» **Exercise details**
This task calls for printing every entry exactly.

------------------------------------------------------------------------

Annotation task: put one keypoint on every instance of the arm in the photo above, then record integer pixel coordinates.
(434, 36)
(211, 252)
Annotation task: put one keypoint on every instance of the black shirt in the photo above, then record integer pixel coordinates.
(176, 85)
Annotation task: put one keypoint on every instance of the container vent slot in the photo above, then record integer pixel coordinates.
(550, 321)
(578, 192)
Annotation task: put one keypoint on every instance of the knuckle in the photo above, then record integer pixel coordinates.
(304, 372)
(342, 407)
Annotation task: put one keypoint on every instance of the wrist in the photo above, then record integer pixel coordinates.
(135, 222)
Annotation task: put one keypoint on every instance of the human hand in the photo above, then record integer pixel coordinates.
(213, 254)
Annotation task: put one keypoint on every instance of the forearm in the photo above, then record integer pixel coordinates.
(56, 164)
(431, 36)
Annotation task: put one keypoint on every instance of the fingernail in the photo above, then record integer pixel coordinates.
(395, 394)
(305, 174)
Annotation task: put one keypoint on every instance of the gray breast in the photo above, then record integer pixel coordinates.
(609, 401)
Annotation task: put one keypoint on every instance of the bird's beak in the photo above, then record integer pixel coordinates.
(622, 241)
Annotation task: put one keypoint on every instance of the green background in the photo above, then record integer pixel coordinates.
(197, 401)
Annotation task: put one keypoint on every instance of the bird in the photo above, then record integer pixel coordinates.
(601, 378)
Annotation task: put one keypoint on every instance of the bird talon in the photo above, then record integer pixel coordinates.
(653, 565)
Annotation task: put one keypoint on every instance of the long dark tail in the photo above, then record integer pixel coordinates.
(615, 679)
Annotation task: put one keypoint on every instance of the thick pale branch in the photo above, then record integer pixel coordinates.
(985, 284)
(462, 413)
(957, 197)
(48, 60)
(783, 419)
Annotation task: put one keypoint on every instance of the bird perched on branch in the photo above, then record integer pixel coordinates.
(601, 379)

------------------------------------------------------------------------

» **Exercise response**
Annotation task: put one keypoint on every instance of the arm in the photo above, then record integer pixel coordinates.
(434, 36)
(211, 252)
Annotation task: put one keypoint on every instance of the black shirt in the photo above, then record integer pixel coordinates.
(176, 85)
Annotation task: put one keypoint on every instance of the container vent slot in the photo above, then record integer pixel coordinates.
(550, 321)
(578, 192)
Annotation task: put one keypoint on every instance of the knuckle in the photo above, then record integer pixel coordinates.
(304, 372)
(342, 407)
Annotation task: put one keypoint on every instance of the wrist in the photo above, then record integer pixel coordinates.
(135, 222)
Annotation task: put one keypoint on every instance of the human hand in the photo above, then record integer pixel coordinates.
(213, 254)
Annotation task: put one keypoint on every instance of the forearm in the photo above, then record integer pixel coordinates.
(56, 164)
(431, 36)
Annotation task: put one keypoint on every instance of the fingernail in the photo above, then record integer pixel coordinates.
(395, 394)
(305, 174)
Annotation task: put one keypoint on every instance of the gray breast in the photo above, then record integer pixel coordinates.
(609, 401)
Annotation task: put one keypoint on every instance of the bird's beak in the photo above, then record integer pixel coordinates.
(622, 241)
Annotation task: put one keypoint on every instance of the green background in the photo above, then record integer pixel coordinates.
(197, 401)
Annotation task: put one keypoint on every instance of the bird in the photo above, then record integer pixel coordinates.
(601, 378)
Annotation task: put one keypoint on every instance of the bird talon in the photo above, then record integer pixel coordinates.
(653, 565)
Annotation task: put one keypoint on every instance of the long dark tail in the photo above, then record integer pixel coordinates.
(615, 679)
Annotation task: put one keypoint on every instance of the thick pale branch in the photo above, then record integer pixel coordinates.
(985, 284)
(462, 413)
(957, 197)
(48, 60)
(783, 419)
Annotation task: put one keypoint on every instance of the bird perched on branch in the photo above, then record integer pixel coordinates.
(601, 379)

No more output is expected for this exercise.